• **DIRECTION**:
Determine how many lines in the rows below contain the string "person", with case significant. Reply with the number alone.

-------

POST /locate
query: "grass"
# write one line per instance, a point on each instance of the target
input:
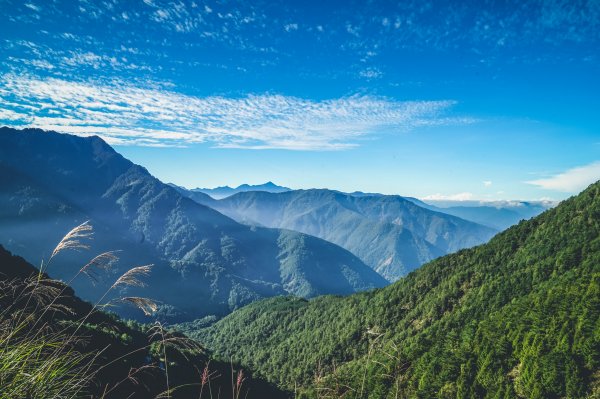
(43, 356)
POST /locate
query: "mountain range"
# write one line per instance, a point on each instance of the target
(204, 262)
(518, 317)
(390, 234)
(226, 191)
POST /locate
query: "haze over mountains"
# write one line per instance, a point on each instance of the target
(205, 263)
(300, 242)
(226, 191)
(388, 233)
(517, 317)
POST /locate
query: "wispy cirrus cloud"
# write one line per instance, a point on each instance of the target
(127, 114)
(572, 180)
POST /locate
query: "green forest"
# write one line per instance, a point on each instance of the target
(516, 317)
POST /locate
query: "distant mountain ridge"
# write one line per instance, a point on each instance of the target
(388, 233)
(517, 317)
(205, 263)
(226, 191)
(499, 215)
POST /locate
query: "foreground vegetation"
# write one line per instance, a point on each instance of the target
(517, 317)
(53, 345)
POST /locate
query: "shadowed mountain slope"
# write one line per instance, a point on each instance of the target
(205, 263)
(516, 317)
(388, 233)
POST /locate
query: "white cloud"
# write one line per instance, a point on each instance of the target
(141, 116)
(371, 73)
(572, 180)
(452, 197)
(32, 7)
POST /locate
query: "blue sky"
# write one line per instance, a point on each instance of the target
(434, 99)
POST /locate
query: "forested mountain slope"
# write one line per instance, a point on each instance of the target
(516, 317)
(54, 345)
(388, 233)
(205, 263)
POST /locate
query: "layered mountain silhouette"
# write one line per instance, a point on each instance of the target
(517, 317)
(226, 191)
(499, 215)
(390, 234)
(204, 262)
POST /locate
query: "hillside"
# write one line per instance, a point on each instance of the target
(55, 345)
(516, 317)
(205, 263)
(226, 191)
(391, 235)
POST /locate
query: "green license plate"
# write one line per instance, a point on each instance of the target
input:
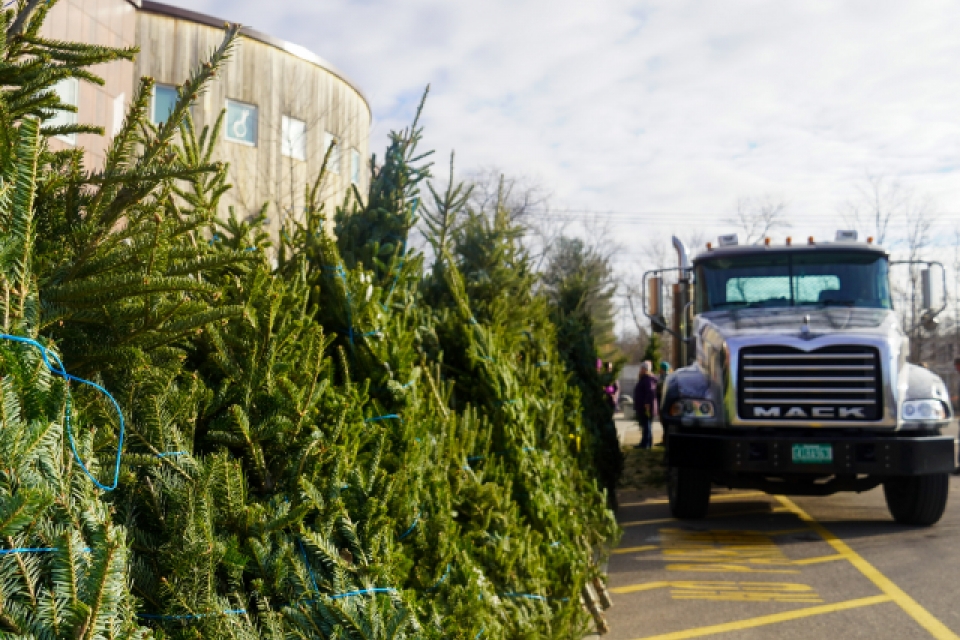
(812, 453)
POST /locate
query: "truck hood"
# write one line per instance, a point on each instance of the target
(787, 321)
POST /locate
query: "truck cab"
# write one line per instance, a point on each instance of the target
(797, 381)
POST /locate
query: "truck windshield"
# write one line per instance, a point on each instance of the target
(793, 279)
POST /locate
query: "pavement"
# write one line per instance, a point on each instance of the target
(762, 566)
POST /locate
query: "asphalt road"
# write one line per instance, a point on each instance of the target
(764, 566)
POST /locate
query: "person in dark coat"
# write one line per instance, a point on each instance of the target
(645, 403)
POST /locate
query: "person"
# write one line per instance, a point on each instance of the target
(956, 398)
(662, 379)
(645, 404)
(612, 390)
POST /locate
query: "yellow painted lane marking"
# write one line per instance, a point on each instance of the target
(646, 586)
(745, 592)
(820, 559)
(648, 547)
(786, 532)
(720, 496)
(723, 551)
(728, 591)
(775, 618)
(923, 617)
(719, 567)
(731, 514)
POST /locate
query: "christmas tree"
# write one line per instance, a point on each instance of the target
(298, 436)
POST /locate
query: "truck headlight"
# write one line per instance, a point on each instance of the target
(924, 410)
(692, 409)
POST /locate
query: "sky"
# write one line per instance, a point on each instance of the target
(657, 117)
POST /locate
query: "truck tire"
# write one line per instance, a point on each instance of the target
(917, 500)
(689, 492)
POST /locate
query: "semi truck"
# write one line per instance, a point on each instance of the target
(794, 379)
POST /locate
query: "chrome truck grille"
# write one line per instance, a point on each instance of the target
(834, 383)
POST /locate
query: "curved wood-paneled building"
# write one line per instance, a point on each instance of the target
(284, 104)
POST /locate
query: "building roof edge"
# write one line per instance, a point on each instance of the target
(293, 49)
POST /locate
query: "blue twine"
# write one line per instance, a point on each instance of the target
(362, 592)
(19, 550)
(391, 416)
(192, 616)
(61, 371)
(440, 581)
(412, 527)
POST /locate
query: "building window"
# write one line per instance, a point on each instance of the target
(119, 111)
(164, 102)
(333, 164)
(68, 90)
(294, 138)
(354, 166)
(241, 123)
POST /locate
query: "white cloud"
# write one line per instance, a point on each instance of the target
(670, 106)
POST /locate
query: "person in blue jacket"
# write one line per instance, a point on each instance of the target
(645, 403)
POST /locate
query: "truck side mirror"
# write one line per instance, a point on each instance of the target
(926, 289)
(655, 304)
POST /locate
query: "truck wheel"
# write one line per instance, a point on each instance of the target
(917, 500)
(689, 492)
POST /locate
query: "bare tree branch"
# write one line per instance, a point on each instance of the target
(758, 217)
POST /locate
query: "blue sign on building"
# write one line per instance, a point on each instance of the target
(241, 123)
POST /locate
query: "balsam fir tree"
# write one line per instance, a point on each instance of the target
(331, 447)
(63, 562)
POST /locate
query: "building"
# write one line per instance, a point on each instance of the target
(284, 105)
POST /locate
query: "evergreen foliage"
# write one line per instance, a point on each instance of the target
(323, 440)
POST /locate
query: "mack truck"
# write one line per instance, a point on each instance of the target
(793, 377)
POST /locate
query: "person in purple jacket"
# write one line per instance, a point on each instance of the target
(645, 403)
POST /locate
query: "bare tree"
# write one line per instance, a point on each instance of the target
(878, 202)
(919, 217)
(760, 216)
(522, 196)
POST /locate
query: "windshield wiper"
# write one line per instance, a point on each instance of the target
(845, 303)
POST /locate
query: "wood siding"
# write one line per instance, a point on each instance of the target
(279, 84)
(111, 23)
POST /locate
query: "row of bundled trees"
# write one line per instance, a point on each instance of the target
(206, 432)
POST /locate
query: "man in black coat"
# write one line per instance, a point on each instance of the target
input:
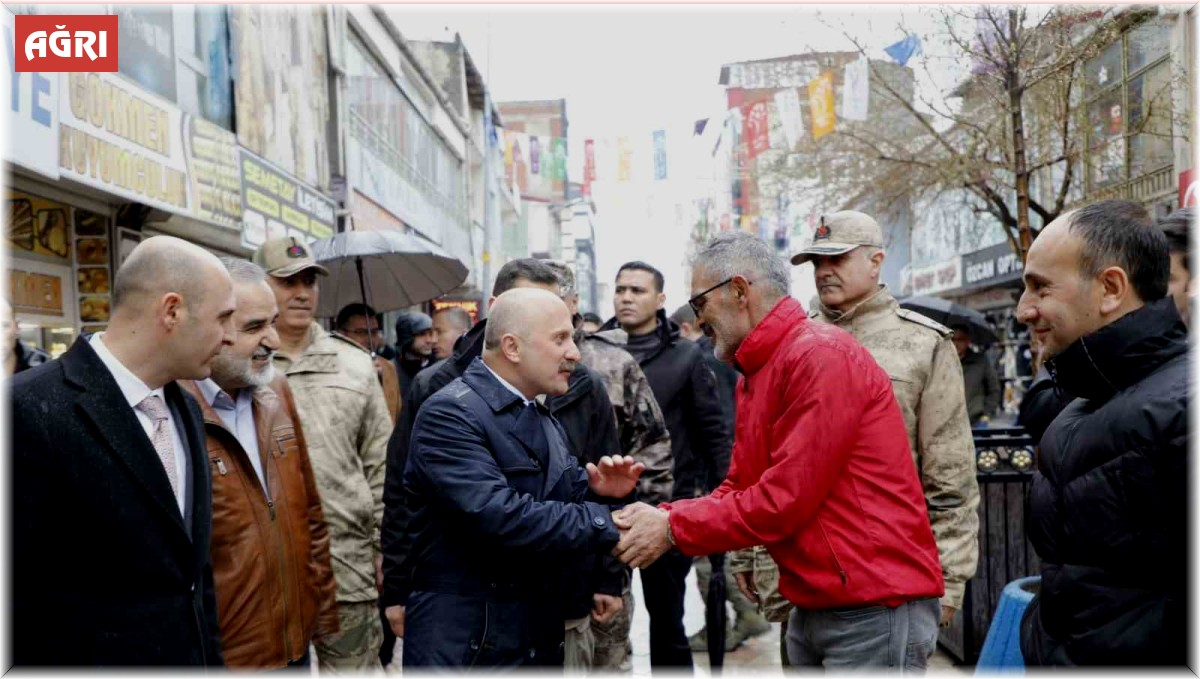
(111, 481)
(593, 586)
(1109, 502)
(499, 505)
(701, 439)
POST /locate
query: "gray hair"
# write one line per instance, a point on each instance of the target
(739, 253)
(244, 271)
(565, 276)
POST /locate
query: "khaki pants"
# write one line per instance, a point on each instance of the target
(579, 646)
(355, 647)
(613, 649)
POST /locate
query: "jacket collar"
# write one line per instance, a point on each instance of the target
(483, 382)
(760, 346)
(666, 330)
(880, 301)
(1099, 365)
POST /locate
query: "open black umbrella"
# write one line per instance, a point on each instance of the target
(714, 613)
(949, 314)
(397, 270)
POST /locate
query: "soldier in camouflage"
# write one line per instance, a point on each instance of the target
(921, 359)
(347, 425)
(643, 436)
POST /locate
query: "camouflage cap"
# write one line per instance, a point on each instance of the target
(283, 257)
(840, 233)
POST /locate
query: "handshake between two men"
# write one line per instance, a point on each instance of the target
(645, 530)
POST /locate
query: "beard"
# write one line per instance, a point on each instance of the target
(241, 371)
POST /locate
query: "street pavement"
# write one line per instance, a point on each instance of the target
(759, 655)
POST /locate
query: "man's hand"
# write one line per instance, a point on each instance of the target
(615, 476)
(605, 606)
(643, 536)
(395, 616)
(747, 587)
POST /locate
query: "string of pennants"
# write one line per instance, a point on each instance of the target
(775, 122)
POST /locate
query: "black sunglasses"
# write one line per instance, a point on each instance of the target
(697, 302)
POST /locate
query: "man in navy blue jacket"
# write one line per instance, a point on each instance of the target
(498, 503)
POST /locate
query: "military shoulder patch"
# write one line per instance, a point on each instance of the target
(913, 317)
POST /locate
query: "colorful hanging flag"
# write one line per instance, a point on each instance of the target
(903, 50)
(589, 164)
(787, 103)
(624, 157)
(856, 89)
(660, 154)
(821, 104)
(756, 131)
(561, 158)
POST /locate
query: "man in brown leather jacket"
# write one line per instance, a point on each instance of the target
(270, 545)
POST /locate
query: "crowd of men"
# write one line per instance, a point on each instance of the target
(243, 485)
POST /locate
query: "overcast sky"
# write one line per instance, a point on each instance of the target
(631, 70)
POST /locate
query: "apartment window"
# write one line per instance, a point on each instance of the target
(1128, 90)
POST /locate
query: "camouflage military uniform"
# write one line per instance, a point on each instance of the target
(347, 424)
(927, 379)
(643, 436)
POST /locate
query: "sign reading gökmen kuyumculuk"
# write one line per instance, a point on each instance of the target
(276, 204)
(121, 139)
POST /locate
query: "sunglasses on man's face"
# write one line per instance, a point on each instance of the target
(699, 301)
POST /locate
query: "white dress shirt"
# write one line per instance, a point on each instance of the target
(136, 391)
(239, 418)
(507, 385)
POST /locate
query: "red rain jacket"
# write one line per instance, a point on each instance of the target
(821, 473)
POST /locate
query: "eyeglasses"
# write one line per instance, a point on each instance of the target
(697, 302)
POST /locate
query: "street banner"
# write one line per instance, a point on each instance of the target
(856, 90)
(821, 104)
(787, 103)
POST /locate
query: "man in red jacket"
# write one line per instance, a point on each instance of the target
(821, 474)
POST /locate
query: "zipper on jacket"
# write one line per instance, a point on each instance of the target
(837, 564)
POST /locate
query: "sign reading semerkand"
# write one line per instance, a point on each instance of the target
(276, 204)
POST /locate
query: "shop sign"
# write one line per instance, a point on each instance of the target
(989, 264)
(115, 137)
(937, 277)
(215, 180)
(33, 112)
(275, 204)
(35, 293)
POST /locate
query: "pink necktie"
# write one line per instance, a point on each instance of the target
(156, 410)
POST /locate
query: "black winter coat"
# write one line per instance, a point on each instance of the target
(499, 506)
(105, 569)
(1108, 506)
(687, 391)
(587, 418)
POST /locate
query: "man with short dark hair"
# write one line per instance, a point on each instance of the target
(361, 324)
(449, 324)
(112, 498)
(270, 544)
(1110, 494)
(1182, 284)
(685, 389)
(414, 348)
(587, 589)
(501, 506)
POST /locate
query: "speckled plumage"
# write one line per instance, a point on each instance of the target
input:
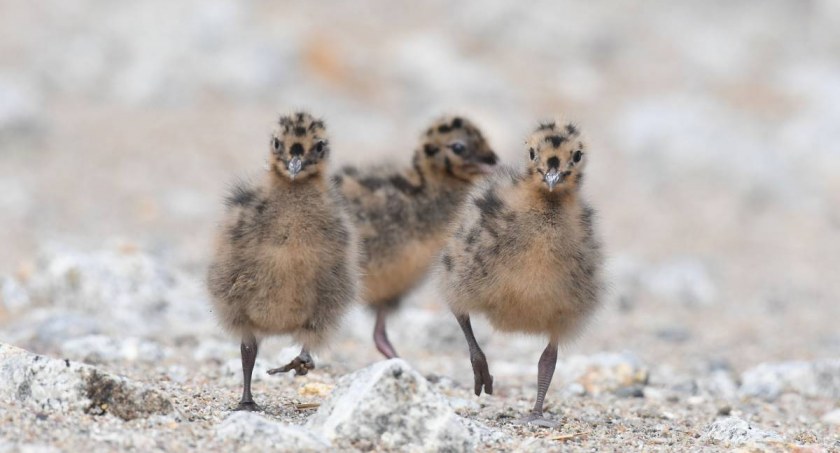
(402, 215)
(524, 252)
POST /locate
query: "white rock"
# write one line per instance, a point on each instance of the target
(21, 109)
(737, 431)
(13, 296)
(390, 406)
(684, 280)
(261, 434)
(832, 418)
(48, 385)
(135, 293)
(598, 373)
(820, 379)
(101, 349)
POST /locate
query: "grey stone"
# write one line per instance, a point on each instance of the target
(43, 384)
(257, 432)
(736, 431)
(811, 379)
(603, 372)
(832, 418)
(685, 280)
(95, 349)
(390, 406)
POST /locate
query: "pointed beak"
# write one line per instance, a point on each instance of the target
(294, 166)
(552, 178)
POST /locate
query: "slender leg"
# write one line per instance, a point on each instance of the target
(248, 350)
(380, 337)
(301, 364)
(548, 361)
(481, 372)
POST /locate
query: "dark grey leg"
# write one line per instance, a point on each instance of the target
(380, 337)
(301, 364)
(548, 361)
(248, 350)
(481, 372)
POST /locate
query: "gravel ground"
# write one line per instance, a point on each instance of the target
(715, 181)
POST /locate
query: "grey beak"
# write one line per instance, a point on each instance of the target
(552, 178)
(294, 166)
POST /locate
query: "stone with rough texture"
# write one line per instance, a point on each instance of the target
(390, 406)
(95, 349)
(144, 296)
(736, 431)
(832, 418)
(46, 385)
(256, 432)
(819, 379)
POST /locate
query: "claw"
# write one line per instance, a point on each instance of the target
(247, 406)
(481, 373)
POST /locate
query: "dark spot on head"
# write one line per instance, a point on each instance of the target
(372, 182)
(489, 204)
(556, 140)
(261, 206)
(317, 124)
(447, 262)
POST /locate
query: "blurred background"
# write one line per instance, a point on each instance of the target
(713, 128)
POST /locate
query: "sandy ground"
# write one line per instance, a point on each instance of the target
(713, 170)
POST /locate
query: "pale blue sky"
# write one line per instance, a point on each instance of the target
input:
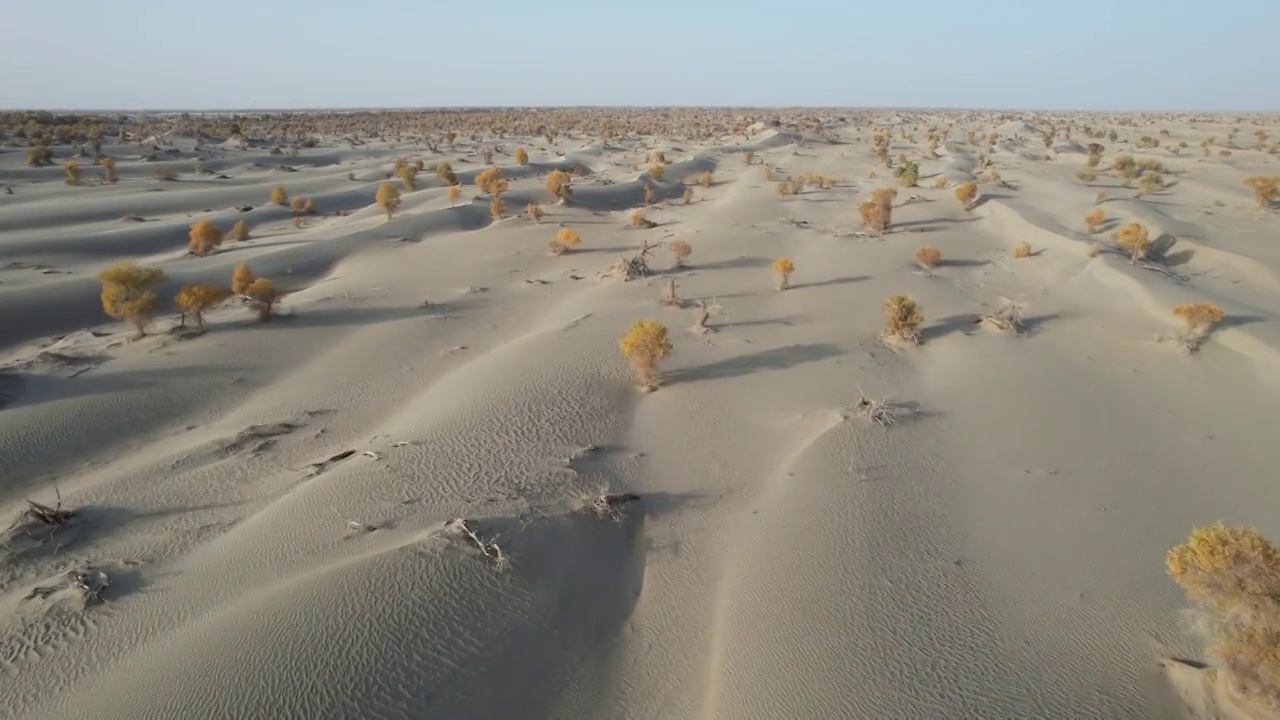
(242, 54)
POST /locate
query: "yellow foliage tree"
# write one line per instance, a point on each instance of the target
(388, 199)
(204, 237)
(196, 299)
(644, 346)
(128, 292)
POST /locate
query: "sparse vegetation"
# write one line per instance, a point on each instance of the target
(903, 319)
(645, 346)
(128, 292)
(1093, 219)
(563, 241)
(784, 267)
(388, 199)
(193, 300)
(1233, 574)
(204, 237)
(1133, 240)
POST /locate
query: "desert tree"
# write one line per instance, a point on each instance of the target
(928, 258)
(204, 237)
(645, 345)
(193, 300)
(108, 165)
(1233, 575)
(680, 251)
(263, 296)
(1133, 240)
(1198, 319)
(388, 199)
(558, 183)
(1266, 190)
(903, 319)
(1093, 219)
(128, 292)
(563, 241)
(242, 277)
(782, 268)
(73, 172)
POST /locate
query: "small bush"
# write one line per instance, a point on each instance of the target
(263, 296)
(928, 258)
(1266, 190)
(204, 237)
(388, 199)
(1093, 219)
(1133, 240)
(784, 267)
(680, 250)
(128, 295)
(558, 185)
(444, 172)
(242, 277)
(1233, 574)
(903, 319)
(645, 346)
(196, 299)
(563, 241)
(73, 172)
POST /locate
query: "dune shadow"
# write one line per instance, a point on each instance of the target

-------

• **FINISHED EXERCISE**:
4